* [Working data]:
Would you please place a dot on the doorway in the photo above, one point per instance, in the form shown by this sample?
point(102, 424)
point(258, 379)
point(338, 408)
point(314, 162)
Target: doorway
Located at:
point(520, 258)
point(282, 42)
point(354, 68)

* [Exercise requirements]:
Copy the material again, swapping "doorway" for "window" wherever it occurs and changing nothing else.

* [Solution to the exercise]:
Would you please place a dot on the window in the photo above, one point per instance, in the form shown by this sample?
point(102, 424)
point(258, 379)
point(338, 408)
point(314, 162)
Target: window
Located at:
point(520, 258)
point(282, 42)
point(354, 68)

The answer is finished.